Problem statement:
Output the stretch of the RAFT testing notes from "At this stage, the" through "be much higher.", copied word for word.

Extract provided:
-------

At this stage, the cluster does not have a LEADER so it goes through a leader election process
and they elect a new LEADER.

Once a new LEADER has been elected make 4 more entries, you can not use Ern1 as a parameter
in your log_entry command because it is not an active node now. So, make a suitable change
and make these 4 entries.

Once you make these 4 entries, you will notice something strange. Every thing looks ok but 
file size of your replicated files are reduced. It is because, it compacts the log files after
it reaches a particular limit as specified in sys.config (log_retention_size_max). 
We have set to 15 for demo/testing purpose but normally this value will be much higher.

Well this should be a happy ending of testing. If you see any discrepancy, please report back.


Automated Testing
=================

This implementation of RAFT supports the following features:

1. Leader Election
2. Replicated Log
3. Config Change
4. Log Compaction
5. Snapshot Installation

Log Compaction is performed automatically when we make log entries and log file size exceeds 
a specific log entry size. 

Snapshot Installation is performed automatically as a part of log entries and also as a part 
of config change.

So we do not need to create any test cases to test these 2 features. If other features work 
correctly, we can be sure that these 2 features are also working correctly.

We create a random number of test cases and each test case is selected randomly from the
following 5 test scenario.

We assume that we are going to use N number of RAFT nodes (Full Configuration) for testing 
and we start our RAFT cluster with M number of RAFT nodes (Initial Configuration, M =< N).

Each test case starts with RAFT cluster configuration change, so we randomly choose one of 
the 5 scenarios as configuration change for next test case. The 5 test scenarios are:

1. Current LEADER will be retained and 1 RAFT node from current RAFT cluster will be 
   replaced by 1 new RAFT node that is NOT_IN_CONFG. 
2. Current LEADER will be retained and 2 RAFT nodes from current RAFT cluster will be
   replaced by 2 new RAFT nodes that are NOT_IN_CONFIG.

These test cases help to determine if RAFT implementation performed Config Change correctly 
or not and also every RAFT node in new RAFT cluster is consistent (possibly by installing 
the snapshot if needed).

-------

Records provided:
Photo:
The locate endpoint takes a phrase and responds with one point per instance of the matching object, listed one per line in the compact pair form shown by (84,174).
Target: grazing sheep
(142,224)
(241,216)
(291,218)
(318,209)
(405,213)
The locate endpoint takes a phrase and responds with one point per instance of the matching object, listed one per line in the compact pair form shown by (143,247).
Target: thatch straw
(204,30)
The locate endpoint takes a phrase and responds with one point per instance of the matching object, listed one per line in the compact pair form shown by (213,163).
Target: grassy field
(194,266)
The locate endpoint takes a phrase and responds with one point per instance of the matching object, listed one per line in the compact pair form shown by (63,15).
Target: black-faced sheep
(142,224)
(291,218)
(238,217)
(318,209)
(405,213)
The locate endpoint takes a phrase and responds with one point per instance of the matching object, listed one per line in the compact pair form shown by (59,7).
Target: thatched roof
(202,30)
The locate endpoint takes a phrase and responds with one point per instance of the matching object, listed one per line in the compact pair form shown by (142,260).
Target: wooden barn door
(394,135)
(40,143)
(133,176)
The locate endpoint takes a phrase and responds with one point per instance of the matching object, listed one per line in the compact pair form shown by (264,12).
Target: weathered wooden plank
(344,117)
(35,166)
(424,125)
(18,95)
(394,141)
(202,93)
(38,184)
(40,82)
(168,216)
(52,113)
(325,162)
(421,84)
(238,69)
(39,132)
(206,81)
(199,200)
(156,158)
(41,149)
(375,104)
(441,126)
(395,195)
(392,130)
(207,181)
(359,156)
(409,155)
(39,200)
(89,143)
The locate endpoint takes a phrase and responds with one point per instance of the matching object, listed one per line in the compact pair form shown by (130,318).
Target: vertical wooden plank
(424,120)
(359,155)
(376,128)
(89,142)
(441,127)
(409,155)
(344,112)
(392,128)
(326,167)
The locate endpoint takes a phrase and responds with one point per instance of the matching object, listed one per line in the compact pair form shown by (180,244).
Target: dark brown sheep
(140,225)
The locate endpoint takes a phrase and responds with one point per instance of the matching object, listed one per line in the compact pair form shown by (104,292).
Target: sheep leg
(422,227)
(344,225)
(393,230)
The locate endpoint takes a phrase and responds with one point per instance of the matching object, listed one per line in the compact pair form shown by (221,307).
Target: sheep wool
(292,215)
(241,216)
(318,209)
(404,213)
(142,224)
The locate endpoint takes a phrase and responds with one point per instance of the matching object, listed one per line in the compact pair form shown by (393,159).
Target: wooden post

-------

Response to this exercise:
At this stage, the cluster does not have a LEADER so it goes through a leader election process
and they elect a new LEADER.

Once a new LEADER has been elected make 4 more entries, you can not use Ern1 as a parameter
in your log_entry command because it is not an active node now. So, make a suitable change
and make these 4 entries.

Once you make these 4 entries, you will notice something strange. Every thing looks ok but 
file size of your replicated files are reduced. It is because, it compacts the log files after
it reaches a particular limit as specified in sys.config (log_retention_size_max). 
We have set to 15 for demo/testing purpose but normally this value will be much higher.